Records supplied:

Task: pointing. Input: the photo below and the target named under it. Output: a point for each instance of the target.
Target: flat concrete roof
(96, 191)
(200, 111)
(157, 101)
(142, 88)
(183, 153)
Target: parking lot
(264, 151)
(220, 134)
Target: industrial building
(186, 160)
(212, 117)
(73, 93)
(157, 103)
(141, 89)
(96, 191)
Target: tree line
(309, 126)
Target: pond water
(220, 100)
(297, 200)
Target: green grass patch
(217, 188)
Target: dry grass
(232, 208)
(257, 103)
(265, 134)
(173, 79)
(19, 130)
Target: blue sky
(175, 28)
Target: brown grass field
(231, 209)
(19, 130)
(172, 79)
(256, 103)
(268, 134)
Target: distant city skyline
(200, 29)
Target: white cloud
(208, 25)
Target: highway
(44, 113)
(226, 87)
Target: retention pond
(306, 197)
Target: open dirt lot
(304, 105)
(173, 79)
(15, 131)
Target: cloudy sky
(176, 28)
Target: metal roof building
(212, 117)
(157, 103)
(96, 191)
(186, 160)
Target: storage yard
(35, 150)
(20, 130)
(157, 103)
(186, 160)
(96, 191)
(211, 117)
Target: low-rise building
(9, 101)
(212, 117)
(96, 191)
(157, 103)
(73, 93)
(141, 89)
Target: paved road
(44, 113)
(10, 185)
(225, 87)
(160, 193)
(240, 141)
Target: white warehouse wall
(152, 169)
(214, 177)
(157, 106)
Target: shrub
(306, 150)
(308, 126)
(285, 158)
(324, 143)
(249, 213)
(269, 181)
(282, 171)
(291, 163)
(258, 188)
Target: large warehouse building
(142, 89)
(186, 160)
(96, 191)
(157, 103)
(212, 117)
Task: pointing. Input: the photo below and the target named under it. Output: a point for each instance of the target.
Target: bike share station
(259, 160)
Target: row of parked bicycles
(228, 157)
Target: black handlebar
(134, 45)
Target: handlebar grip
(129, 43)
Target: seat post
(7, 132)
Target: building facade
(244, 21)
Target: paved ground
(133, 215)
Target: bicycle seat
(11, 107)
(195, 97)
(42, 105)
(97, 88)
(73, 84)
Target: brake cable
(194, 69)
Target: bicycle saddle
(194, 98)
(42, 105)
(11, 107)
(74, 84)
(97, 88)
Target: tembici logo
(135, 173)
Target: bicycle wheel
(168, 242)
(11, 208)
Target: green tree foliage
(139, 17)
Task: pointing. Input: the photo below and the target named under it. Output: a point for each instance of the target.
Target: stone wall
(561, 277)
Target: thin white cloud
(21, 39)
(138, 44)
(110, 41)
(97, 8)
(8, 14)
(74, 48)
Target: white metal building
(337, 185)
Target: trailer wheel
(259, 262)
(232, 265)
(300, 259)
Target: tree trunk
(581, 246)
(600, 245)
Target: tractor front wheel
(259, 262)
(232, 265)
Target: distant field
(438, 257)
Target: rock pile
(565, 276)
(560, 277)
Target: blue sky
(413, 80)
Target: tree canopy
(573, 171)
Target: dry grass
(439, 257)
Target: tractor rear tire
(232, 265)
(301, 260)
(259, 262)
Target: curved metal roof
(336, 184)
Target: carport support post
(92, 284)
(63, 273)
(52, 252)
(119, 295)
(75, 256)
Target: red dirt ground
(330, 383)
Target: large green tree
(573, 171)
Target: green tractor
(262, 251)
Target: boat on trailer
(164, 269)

==

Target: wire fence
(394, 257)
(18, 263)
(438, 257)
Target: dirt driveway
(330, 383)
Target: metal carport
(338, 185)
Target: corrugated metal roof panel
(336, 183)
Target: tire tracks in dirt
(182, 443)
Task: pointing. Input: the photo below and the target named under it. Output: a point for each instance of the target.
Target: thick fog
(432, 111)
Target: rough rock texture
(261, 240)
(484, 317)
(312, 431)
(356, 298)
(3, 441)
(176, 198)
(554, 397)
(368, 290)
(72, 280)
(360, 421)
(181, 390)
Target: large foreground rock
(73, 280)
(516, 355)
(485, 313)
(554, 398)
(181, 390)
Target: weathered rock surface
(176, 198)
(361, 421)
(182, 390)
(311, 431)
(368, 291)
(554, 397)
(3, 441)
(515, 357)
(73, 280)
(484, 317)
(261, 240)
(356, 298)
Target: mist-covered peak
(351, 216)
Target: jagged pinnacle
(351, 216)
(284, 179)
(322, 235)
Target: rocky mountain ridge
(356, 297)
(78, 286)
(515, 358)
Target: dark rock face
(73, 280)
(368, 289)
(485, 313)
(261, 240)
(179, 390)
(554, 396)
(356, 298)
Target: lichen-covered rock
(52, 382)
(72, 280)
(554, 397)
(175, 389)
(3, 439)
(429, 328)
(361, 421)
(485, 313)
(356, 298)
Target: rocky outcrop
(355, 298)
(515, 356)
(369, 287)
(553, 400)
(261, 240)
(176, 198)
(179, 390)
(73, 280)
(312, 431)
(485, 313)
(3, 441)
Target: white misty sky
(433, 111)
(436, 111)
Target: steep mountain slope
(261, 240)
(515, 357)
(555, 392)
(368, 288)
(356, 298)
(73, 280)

Required work: Find each line in the items above that contains the word "trailer" and copy it.

Correct answer:
Target: trailer wheel
Target: boat on trailer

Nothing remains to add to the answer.